**INSTRUCTIONS TO FOLLOW:**
All records that follow are to be restated exactly.

(Stored data entries)
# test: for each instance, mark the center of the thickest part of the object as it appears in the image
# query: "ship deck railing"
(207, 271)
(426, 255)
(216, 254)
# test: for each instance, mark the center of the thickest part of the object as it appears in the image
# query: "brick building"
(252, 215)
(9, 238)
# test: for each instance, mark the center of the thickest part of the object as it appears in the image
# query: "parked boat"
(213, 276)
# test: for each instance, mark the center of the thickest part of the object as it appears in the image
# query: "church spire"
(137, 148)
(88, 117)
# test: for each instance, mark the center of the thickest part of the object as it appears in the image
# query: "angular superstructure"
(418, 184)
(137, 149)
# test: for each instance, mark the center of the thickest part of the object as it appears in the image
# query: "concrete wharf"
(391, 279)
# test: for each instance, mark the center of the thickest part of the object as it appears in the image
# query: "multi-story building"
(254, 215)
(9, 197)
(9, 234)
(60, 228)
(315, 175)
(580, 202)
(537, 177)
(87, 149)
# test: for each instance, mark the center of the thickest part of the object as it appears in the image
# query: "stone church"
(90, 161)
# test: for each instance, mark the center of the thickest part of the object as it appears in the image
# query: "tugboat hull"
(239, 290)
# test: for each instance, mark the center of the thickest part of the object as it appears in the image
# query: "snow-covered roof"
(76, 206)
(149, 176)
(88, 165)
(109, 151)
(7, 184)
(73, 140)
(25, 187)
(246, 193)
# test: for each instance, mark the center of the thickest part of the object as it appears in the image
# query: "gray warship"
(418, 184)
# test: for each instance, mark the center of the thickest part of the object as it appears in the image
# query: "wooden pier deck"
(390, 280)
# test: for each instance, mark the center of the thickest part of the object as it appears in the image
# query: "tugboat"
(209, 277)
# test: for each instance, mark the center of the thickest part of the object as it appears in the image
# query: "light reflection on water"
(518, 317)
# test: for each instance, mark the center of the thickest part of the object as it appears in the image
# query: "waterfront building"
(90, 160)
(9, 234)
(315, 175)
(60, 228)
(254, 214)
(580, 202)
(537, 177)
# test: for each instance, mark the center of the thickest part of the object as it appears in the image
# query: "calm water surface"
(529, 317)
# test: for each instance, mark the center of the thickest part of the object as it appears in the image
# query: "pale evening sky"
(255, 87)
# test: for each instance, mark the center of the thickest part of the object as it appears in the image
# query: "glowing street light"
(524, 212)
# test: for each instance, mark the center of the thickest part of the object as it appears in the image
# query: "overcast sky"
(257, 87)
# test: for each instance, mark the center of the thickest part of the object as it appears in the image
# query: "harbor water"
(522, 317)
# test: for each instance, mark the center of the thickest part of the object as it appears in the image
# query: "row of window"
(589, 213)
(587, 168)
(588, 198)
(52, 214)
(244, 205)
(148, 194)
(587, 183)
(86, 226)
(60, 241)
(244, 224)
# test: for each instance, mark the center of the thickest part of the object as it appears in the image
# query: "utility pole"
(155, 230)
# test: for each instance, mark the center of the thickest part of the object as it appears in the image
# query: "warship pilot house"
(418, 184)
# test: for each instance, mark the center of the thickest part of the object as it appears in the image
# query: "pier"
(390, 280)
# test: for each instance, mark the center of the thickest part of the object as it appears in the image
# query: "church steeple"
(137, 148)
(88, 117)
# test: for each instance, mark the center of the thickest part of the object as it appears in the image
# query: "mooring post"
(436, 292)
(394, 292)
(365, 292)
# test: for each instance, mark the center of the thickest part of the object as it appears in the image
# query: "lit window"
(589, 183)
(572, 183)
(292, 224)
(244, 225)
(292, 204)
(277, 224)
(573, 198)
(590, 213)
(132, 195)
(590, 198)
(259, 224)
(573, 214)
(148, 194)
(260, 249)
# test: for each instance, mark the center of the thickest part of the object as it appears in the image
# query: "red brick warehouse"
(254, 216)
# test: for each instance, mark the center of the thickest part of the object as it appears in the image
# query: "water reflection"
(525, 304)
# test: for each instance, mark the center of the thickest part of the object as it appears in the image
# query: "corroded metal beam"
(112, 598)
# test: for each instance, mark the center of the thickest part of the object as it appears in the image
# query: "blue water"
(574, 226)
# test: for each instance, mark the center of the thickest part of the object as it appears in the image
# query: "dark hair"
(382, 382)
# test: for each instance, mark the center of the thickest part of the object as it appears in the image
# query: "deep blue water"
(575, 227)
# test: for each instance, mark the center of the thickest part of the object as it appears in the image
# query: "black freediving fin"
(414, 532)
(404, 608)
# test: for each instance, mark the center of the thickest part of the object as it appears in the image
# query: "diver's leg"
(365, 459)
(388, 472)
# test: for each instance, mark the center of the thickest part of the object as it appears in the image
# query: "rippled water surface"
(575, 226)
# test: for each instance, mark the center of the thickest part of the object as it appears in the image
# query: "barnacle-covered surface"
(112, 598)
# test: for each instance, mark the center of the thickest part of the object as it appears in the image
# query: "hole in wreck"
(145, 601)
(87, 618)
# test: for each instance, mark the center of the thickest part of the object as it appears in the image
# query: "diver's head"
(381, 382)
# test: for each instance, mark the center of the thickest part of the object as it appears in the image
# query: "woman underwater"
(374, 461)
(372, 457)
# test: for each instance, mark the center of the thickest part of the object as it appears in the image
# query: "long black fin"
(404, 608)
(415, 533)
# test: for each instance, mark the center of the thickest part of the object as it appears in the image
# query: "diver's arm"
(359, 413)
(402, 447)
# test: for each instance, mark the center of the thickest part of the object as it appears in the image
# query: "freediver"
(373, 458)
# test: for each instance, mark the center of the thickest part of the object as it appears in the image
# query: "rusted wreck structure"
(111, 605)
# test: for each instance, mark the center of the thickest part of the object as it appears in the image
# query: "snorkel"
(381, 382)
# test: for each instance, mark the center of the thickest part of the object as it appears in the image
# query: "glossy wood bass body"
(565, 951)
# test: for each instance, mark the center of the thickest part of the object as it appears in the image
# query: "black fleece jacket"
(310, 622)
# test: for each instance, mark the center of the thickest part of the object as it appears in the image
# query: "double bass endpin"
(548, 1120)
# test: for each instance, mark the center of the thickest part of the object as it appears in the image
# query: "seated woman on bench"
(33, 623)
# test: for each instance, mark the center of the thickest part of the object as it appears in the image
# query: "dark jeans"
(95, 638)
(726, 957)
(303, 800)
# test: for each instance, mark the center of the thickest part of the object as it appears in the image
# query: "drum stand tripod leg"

**EXERCISE RESPONSE:**
# test: for each instance, mark the center of the thickest part of the object as it appears in the image
# query: "ship deck railing"
(207, 271)
(426, 255)
(216, 254)
# test: for each instance, mark the center of the thickest part of the object as it appears in the image
# query: "brick building"
(252, 215)
(9, 238)
# test: for each instance, mark the center of the thickest part of the object as it appears in the image
# query: "parked boat"
(213, 276)
# test: for each instance, mark the center of the thickest part of the object as it appears in the image
# query: "church spire"
(137, 148)
(88, 117)
# test: for each instance, mark the center of the thickest part of the object as it appears in the image
# query: "angular superstructure"
(418, 184)
(137, 149)
# test: for each instance, mark the center of the thickest part of the object as it appears in the image
# query: "concrete wharf"
(391, 279)
# test: for each instance, mark the center of the thickest part of the object as it appears in the image
# query: "multi-story building"
(254, 215)
(9, 197)
(9, 234)
(60, 228)
(315, 175)
(580, 202)
(537, 177)
(87, 149)
# test: for each instance, mark the center of the thickest part of the object as it appears in the image
# query: "stone church"
(90, 161)
# test: for each instance, mark the center of the thickest part of the object as it appears in the image
# query: "tugboat hull"
(239, 290)
# test: for each instance, mark the center of the thickest part of the object as it appears in the image
# query: "snow-covered roof"
(76, 206)
(149, 176)
(88, 165)
(109, 151)
(7, 184)
(73, 140)
(25, 187)
(246, 193)
# test: for each instance, mark the center of the thickest part of the object as it appears in the image
# query: "gray warship"
(418, 184)
# test: for each instance, mark the center of the thickest part of the object as it appears in the image
# query: "wooden pier deck"
(390, 280)
# test: for each instance, mark the center of the thickest part of the object as it appears in the image
# query: "tugboat"
(209, 277)
# test: for each instance, mark the center of the thickest part of the object as it appears in the image
# query: "light reflection on water"
(518, 317)
# test: for each instance, mark the center of the thickest part of the object as it appears in the image
# query: "waterfront building"
(90, 160)
(9, 234)
(315, 175)
(60, 228)
(254, 214)
(580, 202)
(537, 177)
# test: for each instance, mark the center of the thickest part of the object as it appears in the image
# query: "calm water surface"
(529, 317)
# test: for each instance, mark the center of the thickest part of the object as it appears in the image
# query: "pale evening sky"
(255, 87)
# test: for each instance, mark the center of the thickest part of the object as it appears in the image
# query: "glowing street light"
(524, 212)
# test: for each instance, mark the center of the thickest part of the object as it appears in the image
# query: "overcast sky"
(257, 87)
# test: for each instance, mark the center of the thickest part of the object as it appears in the image
# query: "harbor water"
(522, 317)
# test: for each instance, mark the center of the thickest part of the object as it appears in the image
# query: "row of window"
(589, 213)
(587, 168)
(588, 198)
(52, 214)
(244, 205)
(148, 194)
(587, 183)
(86, 226)
(60, 241)
(244, 224)
# test: for each instance, mark the center of the thickest part of the object as it appears in the image
# query: "utility pole"
(155, 230)
# test: for each instance, mark the center of the thickest part of the object as it appears in the image
# query: "warship pilot house"
(418, 184)
# test: for each instance, mark the center of the thickest part of the object as it appears in the image
# query: "pier"
(390, 280)
# test: for each instance, mark the center of the thickest part of the object as it appears in the image
# query: "church steeple"
(137, 148)
(88, 117)
# test: for each instance, mark the center of the thickest part of the object as it appears in the image
# query: "mooring post"
(436, 292)
(394, 292)
(365, 292)
# test: for each instance, mark the center of the thickest part of the object as it appears in the image
# query: "lit window"
(589, 183)
(572, 183)
(292, 224)
(244, 225)
(292, 204)
(277, 224)
(573, 198)
(590, 213)
(132, 195)
(590, 198)
(259, 224)
(573, 214)
(148, 194)
(260, 249)
# test: for each instance, mark the center of the thickest part of the object as it appears in the image
# query: "red brick warehouse"
(254, 216)
# test: for each instance, mark the center of the thickest part of the object as it appears in the image
# query: "water reflection"
(525, 304)
# test: for each instance, mark the center of the thickest part of the object as it appears in the image
# query: "corroded metal beam"
(112, 598)
# test: for each instance, mark the center of the thickest part of the object as it appears in the image
# query: "blue water"
(574, 226)
# test: for each instance, mark the center of the thickest part of the object as it appears in the image
# query: "dark hair"
(382, 382)
# test: for each instance, mark the center of the thickest part of the object as it appears in the image
# query: "deep blue water"
(575, 227)
# test: for each instance, mark the center of the thickest part of the object as it appears in the image
# query: "black freediving fin"
(414, 532)
(404, 608)
# test: for each instance, mark the center of the thickest part of the object as it appears in the image
# query: "diver's leg"
(365, 459)
(388, 472)
# test: for each instance, mark the center of the thickest part of the object as it appears in the image
# query: "rippled water surface"
(575, 226)
# test: for each instance, mark the center of the thickest part of the object as it appears in the image
# query: "barnacle-covered surface"
(112, 598)
# test: for each instance, mark the center of the thickest part of the object as it appears in the image
# query: "hole in wreck"
(145, 601)
(87, 618)
# test: for each instance, mark the center of the thickest part of the object as it appears in the image
# query: "diver's head"
(381, 382)
# test: for each instance, mark the center of the thickest part of the object as it appears in the image
# query: "woman underwater"
(374, 461)
(372, 457)
# test: for each instance, mark the center of the thickest part of the object as it appears in the image
# query: "long black fin"
(404, 608)
(415, 533)
# test: for each instance, mark the center of the thickest part of the object as it appears in the image
# query: "diver's arm"
(359, 413)
(402, 447)
# test: for each instance, mark the center of the thickest part of the object as it appears in the image
# query: "freediver"
(373, 458)
# test: for each instance, mark the center of the thickest part of the object as it appears in the image
# query: "rusted wreck structure"
(111, 605)
# test: for each instance, mark the center of the thickest part of the object as it appears in the image
# query: "snorkel"
(381, 382)
# test: for each instance, mark the center of the thickest part of the object as it appears in the image
# query: "glossy wood bass body"
(565, 951)
# test: for each instance, mark the center of the thickest part of the object as it appears in the image
# query: "black fleece jacket"
(310, 622)
# test: for each instance, mark the center of the thickest part of the object as it appears in the image
# query: "double bass endpin"
(548, 1120)
# test: for each instance, mark the center of the thickest part of the object as it appears in the image
# query: "seated woman on bench"
(33, 623)
# test: for each instance, mark the center of the thickest part of the object as it appears in the image
# query: "dark jeans"
(95, 638)
(726, 957)
(303, 800)
# test: for each instance, mark the center of the thickest part of the object as it appears in the image
# query: "drum stand tripod leg"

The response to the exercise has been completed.